* _CONSIGNE ÉCRITE_: Pour chacune des affirmations suivantes, répondez par oui ou par non selon qu’elle concorde ou non avec l’extrait sur Terra Fecundis, puis citez mot pour mot les termes de l’extrait qui tranchent : (a) Terra Fecundis est une entreprise espagnole ; (b) la condamnation a été prononcée un lundi ; (c) la somme doit être versée à des organismes sociaux espagnols.

Travail détaché : l’entreprise espagnole Terra Fecundis condamnée à payer plus de 80 millions d’euros aux organismes sociaux français

Travail détaché : l’entreprise espagnole Terra Fecundis condamnée à payer plus de 80 millions d’euros aux organismes sociaux français

La somme est spectaculaire. L’entreprise espagnole de travail temporaire Terra Fecundis, reconnue coupable de violation des règles européennes sur le travail détaché, a été condamnée, vendredi 10 juin, à verser plus de 80,3 millions d’euros aux organismes sociaux français.

Cette somme vient en « réparation du préjudice financier » provoqué par le non-paiement des cotisations et contributions sociales à l’organisme chargé de les collecter auprès des entreprises françaises, l’Union de recouvrement des cotisations de Sécurité sociale et d’allocations familiales (Urssaf), selon la décision judiciaire.

* _DONNÉES AFFICHÉES_:
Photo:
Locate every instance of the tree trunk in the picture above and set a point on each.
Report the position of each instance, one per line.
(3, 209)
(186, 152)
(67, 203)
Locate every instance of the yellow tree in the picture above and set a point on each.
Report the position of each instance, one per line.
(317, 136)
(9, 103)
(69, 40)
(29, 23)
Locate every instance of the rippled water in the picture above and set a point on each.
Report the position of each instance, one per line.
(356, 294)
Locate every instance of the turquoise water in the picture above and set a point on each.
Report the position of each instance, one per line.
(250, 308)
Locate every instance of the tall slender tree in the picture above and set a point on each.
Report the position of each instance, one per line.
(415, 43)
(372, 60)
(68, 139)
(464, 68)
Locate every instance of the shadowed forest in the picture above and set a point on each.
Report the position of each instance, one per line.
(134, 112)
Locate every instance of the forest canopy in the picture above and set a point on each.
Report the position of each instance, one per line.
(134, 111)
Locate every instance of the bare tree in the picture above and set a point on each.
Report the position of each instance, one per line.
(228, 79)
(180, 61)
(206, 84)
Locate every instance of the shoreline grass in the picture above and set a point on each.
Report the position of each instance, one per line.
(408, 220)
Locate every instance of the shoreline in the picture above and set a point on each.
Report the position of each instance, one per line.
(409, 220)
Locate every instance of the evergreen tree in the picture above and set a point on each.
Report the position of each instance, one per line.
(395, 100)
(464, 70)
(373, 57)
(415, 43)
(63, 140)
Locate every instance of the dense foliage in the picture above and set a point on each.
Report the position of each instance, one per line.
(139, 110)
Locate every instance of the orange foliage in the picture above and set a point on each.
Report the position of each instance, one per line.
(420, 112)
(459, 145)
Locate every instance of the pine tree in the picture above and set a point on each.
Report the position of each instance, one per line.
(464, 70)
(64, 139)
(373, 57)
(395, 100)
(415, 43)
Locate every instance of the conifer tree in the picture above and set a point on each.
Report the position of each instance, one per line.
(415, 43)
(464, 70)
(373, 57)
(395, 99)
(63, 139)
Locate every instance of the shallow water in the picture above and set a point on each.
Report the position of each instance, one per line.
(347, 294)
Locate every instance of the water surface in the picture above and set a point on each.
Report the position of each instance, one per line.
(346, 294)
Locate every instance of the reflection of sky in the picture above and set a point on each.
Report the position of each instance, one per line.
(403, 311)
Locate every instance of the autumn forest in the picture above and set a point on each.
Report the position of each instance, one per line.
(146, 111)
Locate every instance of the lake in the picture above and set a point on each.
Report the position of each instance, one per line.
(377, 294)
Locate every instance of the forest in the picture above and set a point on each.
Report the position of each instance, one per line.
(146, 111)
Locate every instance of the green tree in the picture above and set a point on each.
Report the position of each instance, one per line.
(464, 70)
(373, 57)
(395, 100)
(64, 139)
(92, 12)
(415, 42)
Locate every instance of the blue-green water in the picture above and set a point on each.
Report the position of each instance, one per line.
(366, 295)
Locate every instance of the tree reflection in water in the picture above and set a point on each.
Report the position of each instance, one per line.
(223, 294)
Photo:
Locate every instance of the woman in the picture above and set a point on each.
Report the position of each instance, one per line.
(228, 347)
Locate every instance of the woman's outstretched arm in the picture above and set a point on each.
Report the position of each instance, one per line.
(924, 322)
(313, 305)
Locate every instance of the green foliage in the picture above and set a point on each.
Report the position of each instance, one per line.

* _RÉSULTAT ATTENDU_:
(a) Oui : « L’entreprise espagnole de travail temporaire Terra Fecundis ».
(b) Non : « a été condamnée, vendredi 10 juin ».
(c) Non : « à verser plus de 80,3 millions d’euros aux organismes sociaux français ».